§ **Consigne**: Recopiez mot pour mot le passage du texte sur les crises du capitalisme, de « C’est dans ce » à « rationnels des hommes. ».

-------- Section du document --------

Ceci est peut-être une description des crises parmi les plus éloquentes de l’œuvre de Marx. Quand le système capitaliste entre en crise, ne se manifeste pas seulement la discordance, la contradiction aiguë avec l’exigence historique qui est la sienne de s’élargir, mais l’impuissance où il se trouve à maintenir tout bonnement la circulation à un niveau constant; on a affaire, autrement dit, à une reproduction négative au regard de la reproduction simple; une partie de la valeur qui a déjà revêtu la forme de capital productif, industriel, part en fumée et la somme des moyens de production de la société circulant comme capitaux diminue de manière vertigineuse par rapport au niveau historique atteint.

Anarchie de la production

C’est dans ce cadre que prend place la démonstration bien connue des effets de l’anarchie productive du capitalisme. Le mécanisme dont notre doctrine originale révèle avec force les secrets mène à bien la tâche consistant à enfourner dans le ventre du monstre – le capital total – le legs patrimonial, c’est-à-dire le travail mort des générations passées, et le travail de l’armée prolétarienne où sont enrégimentés les vivants; il obéit ainsi, à travers de terribles vicissitudes, à la consigne de se reproduire lui-même à une échelle toujours plus monstrueuse, mais la tâche qu’il n’accomplira jamais, ou moins bien que n’importe quelle ancienne forme historique d’économie, c’est celle de proportionner les efforts productifs aux besoins rationnels des hommes.

-------- Extrait des données --------

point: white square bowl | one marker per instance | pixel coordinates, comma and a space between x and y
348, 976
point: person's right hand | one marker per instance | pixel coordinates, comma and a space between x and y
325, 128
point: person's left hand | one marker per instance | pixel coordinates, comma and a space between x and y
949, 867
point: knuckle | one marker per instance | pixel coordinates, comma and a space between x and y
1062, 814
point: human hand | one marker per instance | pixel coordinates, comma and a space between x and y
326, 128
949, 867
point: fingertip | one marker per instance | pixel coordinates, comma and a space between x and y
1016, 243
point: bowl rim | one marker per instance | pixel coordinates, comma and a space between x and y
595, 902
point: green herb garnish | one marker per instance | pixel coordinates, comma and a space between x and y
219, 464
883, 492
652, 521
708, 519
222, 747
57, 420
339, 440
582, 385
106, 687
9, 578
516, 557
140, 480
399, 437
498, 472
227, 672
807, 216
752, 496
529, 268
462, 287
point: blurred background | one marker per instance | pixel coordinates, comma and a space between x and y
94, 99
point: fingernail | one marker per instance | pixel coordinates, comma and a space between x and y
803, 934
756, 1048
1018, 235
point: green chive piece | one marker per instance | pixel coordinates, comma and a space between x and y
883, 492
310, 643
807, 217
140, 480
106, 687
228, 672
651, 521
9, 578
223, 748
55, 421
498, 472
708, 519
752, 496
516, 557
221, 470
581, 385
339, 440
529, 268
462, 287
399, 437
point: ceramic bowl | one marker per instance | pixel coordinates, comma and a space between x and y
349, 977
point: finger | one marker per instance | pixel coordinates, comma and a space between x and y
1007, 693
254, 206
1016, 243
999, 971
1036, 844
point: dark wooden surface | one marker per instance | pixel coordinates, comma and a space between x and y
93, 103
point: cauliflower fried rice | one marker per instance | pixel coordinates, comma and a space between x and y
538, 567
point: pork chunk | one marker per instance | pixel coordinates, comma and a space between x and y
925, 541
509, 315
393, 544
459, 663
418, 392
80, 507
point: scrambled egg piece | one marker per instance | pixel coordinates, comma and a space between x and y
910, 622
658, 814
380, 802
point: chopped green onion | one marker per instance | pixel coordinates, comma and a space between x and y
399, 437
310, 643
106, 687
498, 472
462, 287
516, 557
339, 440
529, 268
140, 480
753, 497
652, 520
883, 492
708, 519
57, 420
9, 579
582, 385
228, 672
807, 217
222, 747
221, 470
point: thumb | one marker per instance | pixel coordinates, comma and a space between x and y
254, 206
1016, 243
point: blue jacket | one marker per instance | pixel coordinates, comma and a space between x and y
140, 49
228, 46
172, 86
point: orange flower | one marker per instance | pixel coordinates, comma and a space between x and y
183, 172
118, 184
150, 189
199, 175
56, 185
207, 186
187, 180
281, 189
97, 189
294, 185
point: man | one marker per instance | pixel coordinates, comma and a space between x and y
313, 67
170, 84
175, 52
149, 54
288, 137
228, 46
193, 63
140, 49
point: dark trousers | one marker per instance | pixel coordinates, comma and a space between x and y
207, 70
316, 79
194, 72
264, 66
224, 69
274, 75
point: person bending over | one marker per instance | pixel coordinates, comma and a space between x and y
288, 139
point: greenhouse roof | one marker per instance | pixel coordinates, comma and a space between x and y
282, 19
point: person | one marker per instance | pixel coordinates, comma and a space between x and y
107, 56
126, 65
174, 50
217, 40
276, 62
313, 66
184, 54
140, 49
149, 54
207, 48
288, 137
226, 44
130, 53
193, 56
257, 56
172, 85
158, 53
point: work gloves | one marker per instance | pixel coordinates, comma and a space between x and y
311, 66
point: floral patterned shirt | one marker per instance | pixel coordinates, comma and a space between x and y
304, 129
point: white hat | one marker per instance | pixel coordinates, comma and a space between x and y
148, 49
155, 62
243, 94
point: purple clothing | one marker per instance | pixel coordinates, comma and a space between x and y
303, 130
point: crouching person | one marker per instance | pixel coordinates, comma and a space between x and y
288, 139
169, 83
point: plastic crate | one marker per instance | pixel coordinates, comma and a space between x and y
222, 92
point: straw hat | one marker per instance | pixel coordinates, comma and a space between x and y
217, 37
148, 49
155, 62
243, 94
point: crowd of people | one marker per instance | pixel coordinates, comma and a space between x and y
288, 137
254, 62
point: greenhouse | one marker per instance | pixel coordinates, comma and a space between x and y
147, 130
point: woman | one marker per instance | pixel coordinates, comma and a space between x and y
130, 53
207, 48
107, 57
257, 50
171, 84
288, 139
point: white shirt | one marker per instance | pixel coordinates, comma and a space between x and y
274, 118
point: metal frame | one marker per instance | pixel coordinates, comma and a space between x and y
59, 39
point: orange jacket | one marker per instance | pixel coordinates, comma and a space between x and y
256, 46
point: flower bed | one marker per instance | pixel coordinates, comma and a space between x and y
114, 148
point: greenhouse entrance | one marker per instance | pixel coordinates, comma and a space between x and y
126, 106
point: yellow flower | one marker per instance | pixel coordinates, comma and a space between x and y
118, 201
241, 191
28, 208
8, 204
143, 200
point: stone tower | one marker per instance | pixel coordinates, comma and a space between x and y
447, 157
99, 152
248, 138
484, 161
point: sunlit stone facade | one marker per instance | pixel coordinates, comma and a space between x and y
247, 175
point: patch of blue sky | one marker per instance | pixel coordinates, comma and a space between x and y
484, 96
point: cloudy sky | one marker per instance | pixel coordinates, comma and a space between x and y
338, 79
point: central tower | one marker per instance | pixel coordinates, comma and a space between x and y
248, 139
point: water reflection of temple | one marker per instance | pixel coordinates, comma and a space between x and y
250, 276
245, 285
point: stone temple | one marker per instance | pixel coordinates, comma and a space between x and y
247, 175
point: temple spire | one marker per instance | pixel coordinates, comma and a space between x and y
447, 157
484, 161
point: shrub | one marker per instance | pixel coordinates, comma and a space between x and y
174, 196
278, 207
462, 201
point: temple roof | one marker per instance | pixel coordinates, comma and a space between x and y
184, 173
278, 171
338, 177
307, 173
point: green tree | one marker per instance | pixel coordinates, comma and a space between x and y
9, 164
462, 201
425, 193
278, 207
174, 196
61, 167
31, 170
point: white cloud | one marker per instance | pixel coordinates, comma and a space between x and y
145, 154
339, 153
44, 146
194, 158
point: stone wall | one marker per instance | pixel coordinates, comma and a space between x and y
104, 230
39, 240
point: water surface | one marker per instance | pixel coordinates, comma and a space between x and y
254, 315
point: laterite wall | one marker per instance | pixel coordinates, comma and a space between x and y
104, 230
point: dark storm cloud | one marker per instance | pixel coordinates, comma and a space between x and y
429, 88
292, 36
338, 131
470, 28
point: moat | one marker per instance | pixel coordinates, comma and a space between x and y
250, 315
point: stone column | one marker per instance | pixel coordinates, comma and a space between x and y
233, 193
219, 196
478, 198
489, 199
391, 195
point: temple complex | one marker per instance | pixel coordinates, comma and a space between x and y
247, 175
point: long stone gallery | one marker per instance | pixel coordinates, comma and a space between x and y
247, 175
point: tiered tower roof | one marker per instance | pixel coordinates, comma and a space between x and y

--------

§ **Résultat attendu**:
C’est dans ce cadre que prend place la démonstration bien connue des effets de l’anarchie productive du capitalisme. Le mécanisme dont notre doctrine originale révèle avec force les secrets mène à bien la tâche consistant à enfourner dans le ventre du monstre – le capital total – le legs patrimonial, c’est-à-dire le travail mort des générations passées, et le travail de l’armée prolétarienne où sont enrégimentés les vivants; il obéit ainsi, à travers de terribles vicissitudes, à la consigne de se reproduire lui-même à une échelle toujours plus monstrueuse, mais la tâche qu’il n’accomplira jamais, ou moins bien que n’importe quelle ancienne forme historique d’économie, c’est celle de proportionner les efforts productifs aux besoins rationnels des hommes.